Stored dataset entries:
[BEGIN]

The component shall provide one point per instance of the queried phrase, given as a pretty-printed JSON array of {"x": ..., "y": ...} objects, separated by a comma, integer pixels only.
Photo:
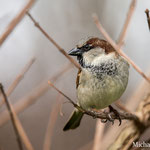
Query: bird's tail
[{"x": 74, "y": 120}]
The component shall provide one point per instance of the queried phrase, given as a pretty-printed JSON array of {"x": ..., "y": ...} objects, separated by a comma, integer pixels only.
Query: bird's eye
[{"x": 86, "y": 47}]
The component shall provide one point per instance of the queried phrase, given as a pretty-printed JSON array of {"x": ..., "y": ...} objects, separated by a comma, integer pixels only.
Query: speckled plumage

[END]

• TO DO
Can you rewrite every one of the entries above, requests included, with each x and y coordinate in the answers offset by 53? Leave the pictures out.

• RESPONSE
The component shall provide one point per instance of the queried phrase, given as a pretty-printed JSON array of {"x": ..., "y": ...} objects, separated by a comma, integer pixels only.
Photo:
Query: bird's tail
[{"x": 127, "y": 173}]
The component shall provide one point per instance of the queried phrase, given as a pretty-printed JSON array of {"x": ..., "y": ...} objects, separated by a comma, integer pixels only.
Query: bird's eye
[{"x": 139, "y": 100}]
The component shall provide one point per instance of the queried phrase, given as a pretty-printed JSON array of {"x": ..., "y": ...} objects, separated by a comma, integer pixels only.
Query: speckled plumage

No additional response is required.